• **Short problem**
Collect every line in the entries below that contains the string "garage", treating uppercase and lowercase as distinct.

• **Data**
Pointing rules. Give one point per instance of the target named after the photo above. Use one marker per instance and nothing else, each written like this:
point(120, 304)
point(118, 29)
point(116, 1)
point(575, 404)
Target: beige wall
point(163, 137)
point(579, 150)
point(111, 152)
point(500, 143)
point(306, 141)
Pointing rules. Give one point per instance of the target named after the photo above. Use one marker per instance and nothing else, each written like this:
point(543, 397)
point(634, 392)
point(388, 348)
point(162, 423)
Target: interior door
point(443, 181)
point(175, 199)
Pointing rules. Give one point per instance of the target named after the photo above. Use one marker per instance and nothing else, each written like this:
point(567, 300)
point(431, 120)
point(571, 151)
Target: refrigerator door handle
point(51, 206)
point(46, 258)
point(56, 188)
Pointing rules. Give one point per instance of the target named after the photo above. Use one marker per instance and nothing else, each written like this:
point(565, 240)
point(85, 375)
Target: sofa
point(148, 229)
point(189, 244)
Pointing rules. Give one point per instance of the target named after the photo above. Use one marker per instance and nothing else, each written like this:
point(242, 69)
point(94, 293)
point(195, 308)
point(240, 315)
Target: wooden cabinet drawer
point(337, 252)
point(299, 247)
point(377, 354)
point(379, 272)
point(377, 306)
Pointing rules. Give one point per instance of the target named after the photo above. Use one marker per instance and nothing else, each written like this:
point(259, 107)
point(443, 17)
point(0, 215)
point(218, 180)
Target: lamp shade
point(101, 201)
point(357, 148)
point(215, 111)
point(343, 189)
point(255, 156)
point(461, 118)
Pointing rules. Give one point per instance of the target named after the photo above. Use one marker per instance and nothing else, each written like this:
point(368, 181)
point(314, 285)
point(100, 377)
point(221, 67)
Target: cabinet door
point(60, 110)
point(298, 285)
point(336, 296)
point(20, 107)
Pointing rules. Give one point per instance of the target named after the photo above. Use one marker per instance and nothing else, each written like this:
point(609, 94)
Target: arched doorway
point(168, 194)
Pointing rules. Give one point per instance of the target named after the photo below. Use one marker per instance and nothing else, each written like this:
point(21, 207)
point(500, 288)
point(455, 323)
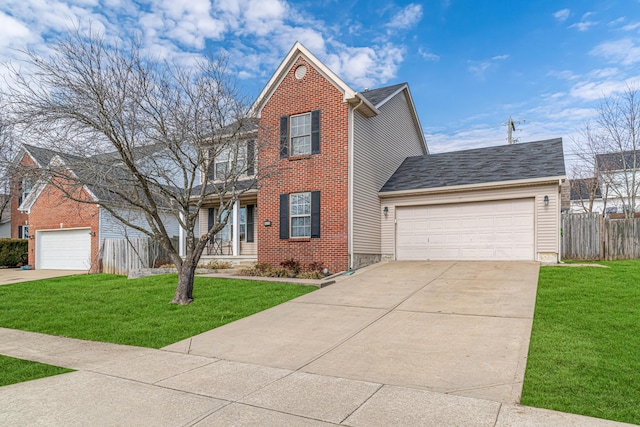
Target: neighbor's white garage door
point(496, 230)
point(63, 249)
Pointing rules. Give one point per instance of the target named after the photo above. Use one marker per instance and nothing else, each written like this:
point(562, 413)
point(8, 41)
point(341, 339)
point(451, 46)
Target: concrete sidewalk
point(456, 328)
point(397, 344)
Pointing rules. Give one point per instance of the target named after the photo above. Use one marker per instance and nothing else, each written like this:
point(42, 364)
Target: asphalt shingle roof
point(580, 188)
point(375, 96)
point(622, 160)
point(478, 166)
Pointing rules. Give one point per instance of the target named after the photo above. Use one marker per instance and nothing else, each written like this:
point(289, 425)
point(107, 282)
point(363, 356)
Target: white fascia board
point(360, 98)
point(414, 113)
point(556, 180)
point(296, 51)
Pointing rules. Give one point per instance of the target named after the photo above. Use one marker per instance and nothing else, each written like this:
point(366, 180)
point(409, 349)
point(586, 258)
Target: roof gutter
point(557, 180)
point(352, 127)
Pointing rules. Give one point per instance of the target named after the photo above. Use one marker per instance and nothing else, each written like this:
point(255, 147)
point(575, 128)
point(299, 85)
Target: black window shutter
point(284, 137)
point(251, 154)
point(211, 220)
point(211, 172)
point(315, 214)
point(315, 132)
point(284, 216)
point(249, 223)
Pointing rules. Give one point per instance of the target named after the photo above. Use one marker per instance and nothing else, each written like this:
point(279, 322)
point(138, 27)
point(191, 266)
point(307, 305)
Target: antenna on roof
point(511, 127)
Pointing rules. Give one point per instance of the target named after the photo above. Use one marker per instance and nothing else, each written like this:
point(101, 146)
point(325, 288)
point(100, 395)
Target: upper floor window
point(232, 160)
point(25, 189)
point(300, 134)
point(300, 215)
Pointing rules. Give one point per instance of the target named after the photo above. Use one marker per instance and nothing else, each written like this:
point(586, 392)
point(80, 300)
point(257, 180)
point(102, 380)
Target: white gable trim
point(297, 51)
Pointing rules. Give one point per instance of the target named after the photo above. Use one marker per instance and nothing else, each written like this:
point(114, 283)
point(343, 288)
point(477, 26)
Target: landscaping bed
point(17, 370)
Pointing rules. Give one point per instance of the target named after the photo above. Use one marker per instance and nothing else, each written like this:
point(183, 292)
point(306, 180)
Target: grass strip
point(585, 343)
point(137, 312)
point(14, 371)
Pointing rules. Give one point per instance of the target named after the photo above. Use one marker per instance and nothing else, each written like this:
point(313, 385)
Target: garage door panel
point(496, 230)
point(63, 249)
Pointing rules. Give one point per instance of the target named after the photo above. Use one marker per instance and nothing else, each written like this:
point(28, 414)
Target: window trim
point(292, 216)
point(286, 138)
point(245, 151)
point(300, 136)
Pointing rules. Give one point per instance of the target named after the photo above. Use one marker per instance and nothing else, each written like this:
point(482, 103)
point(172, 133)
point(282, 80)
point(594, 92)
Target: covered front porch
point(237, 241)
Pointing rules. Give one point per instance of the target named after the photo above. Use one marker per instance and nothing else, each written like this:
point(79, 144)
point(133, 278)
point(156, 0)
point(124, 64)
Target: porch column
point(181, 242)
point(236, 228)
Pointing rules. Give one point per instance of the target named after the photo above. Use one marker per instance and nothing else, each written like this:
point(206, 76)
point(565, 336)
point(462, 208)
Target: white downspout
point(235, 228)
point(351, 163)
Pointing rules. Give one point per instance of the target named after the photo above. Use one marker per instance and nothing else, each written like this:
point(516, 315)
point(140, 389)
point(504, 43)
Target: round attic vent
point(300, 72)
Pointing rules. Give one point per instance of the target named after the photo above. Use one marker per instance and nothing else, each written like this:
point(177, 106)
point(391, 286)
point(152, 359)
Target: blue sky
point(470, 64)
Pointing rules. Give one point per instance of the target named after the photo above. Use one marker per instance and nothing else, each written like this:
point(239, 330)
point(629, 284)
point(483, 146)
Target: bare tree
point(7, 151)
point(611, 146)
point(140, 134)
point(584, 186)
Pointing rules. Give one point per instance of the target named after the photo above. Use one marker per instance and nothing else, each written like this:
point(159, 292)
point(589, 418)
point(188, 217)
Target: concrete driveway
point(459, 328)
point(15, 275)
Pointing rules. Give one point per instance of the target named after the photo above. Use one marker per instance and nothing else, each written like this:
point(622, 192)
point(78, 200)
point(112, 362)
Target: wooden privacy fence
point(590, 236)
point(121, 255)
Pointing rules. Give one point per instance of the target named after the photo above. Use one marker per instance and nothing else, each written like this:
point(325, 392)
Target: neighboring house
point(64, 234)
point(5, 217)
point(619, 177)
point(353, 183)
point(586, 196)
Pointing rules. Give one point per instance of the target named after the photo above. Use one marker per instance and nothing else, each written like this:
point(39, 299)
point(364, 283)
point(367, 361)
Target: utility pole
point(511, 127)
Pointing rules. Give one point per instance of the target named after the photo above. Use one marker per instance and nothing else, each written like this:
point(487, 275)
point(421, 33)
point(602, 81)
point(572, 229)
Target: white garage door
point(63, 249)
point(496, 230)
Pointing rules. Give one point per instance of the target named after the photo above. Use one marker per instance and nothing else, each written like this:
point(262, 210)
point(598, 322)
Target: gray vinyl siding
point(547, 218)
point(245, 248)
point(381, 143)
point(111, 228)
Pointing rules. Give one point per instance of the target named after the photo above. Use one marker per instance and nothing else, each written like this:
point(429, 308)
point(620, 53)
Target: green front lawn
point(137, 312)
point(16, 370)
point(584, 356)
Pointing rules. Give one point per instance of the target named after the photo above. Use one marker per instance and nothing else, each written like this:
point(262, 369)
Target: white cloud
point(407, 17)
point(481, 68)
point(624, 51)
point(366, 67)
point(585, 24)
point(428, 55)
point(13, 32)
point(562, 15)
point(563, 75)
point(595, 90)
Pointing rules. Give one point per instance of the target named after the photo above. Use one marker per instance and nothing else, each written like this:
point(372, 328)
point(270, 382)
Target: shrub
point(216, 265)
point(13, 252)
point(315, 266)
point(291, 264)
point(311, 275)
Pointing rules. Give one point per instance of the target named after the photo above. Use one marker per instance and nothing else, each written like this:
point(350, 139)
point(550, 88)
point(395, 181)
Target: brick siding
point(326, 172)
point(53, 210)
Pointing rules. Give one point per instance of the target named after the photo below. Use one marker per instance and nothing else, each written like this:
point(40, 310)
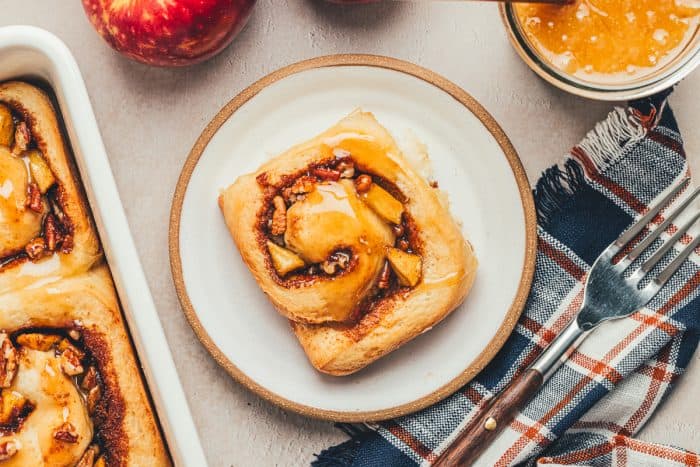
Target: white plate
point(473, 162)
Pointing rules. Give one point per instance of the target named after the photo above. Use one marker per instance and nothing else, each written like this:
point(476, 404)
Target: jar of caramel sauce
point(609, 42)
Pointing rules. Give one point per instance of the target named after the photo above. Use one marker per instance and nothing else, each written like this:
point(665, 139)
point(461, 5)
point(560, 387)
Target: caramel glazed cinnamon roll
point(350, 243)
point(71, 392)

• **Correct answer**
Target: neighbor's white garage door
Target: garage door panel
Target: white garage door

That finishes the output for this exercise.